-- Supplied records start --

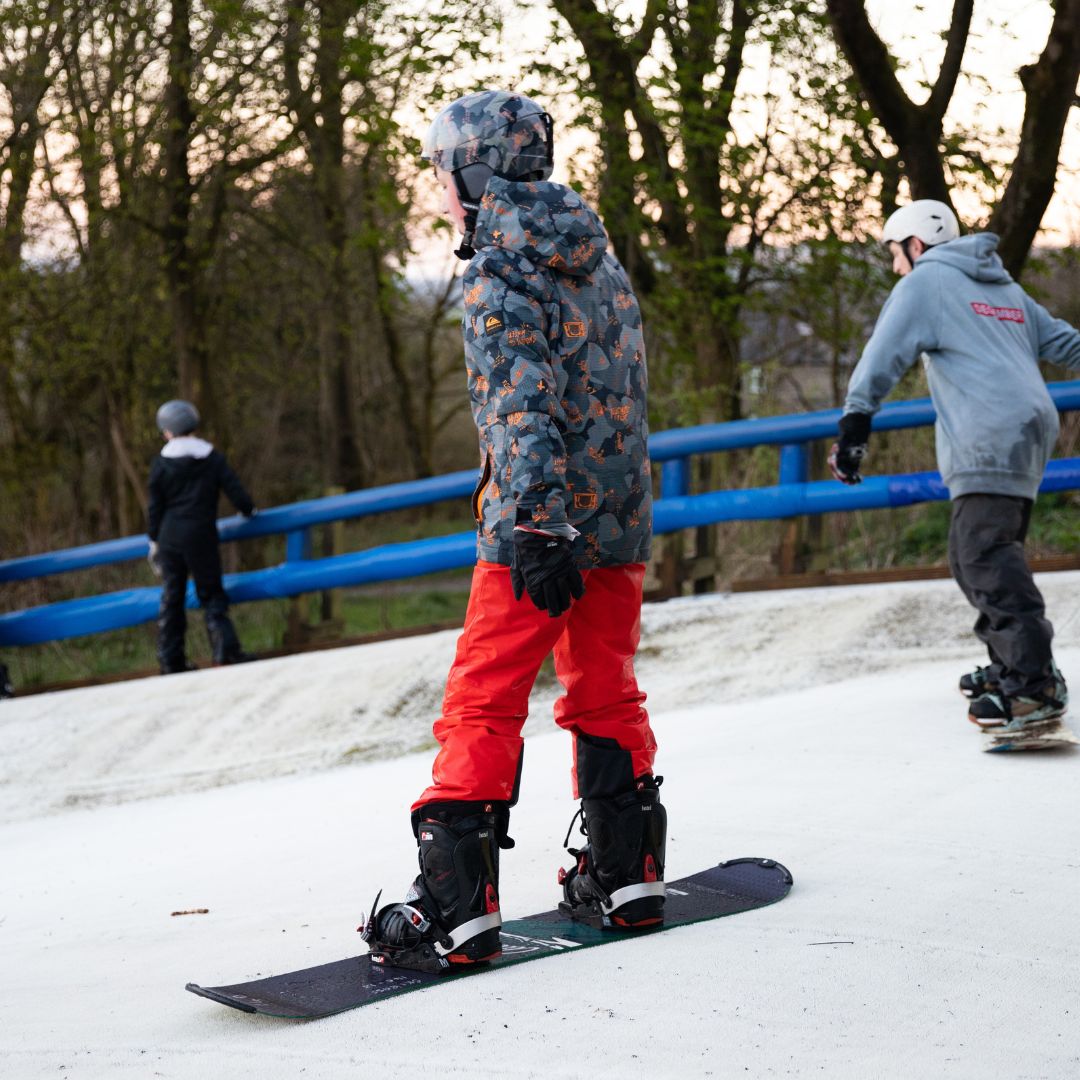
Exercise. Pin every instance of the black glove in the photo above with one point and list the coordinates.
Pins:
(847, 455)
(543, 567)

-- Supplied records end --
-- Supplied records start --

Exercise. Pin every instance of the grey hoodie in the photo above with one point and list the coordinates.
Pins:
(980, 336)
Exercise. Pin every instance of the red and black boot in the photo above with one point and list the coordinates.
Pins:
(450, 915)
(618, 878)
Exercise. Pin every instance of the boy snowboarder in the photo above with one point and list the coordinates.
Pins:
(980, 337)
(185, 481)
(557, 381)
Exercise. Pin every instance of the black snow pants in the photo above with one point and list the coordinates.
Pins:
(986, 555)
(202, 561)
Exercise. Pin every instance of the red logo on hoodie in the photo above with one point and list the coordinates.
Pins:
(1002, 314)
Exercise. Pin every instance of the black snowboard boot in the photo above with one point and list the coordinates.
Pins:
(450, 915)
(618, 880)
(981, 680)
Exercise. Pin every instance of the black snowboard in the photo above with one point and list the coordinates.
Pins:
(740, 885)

-- Supplied records end --

**Problem requirements:** State how many lines in the items above contain the word "black", and give only that number.

**Written response:** 5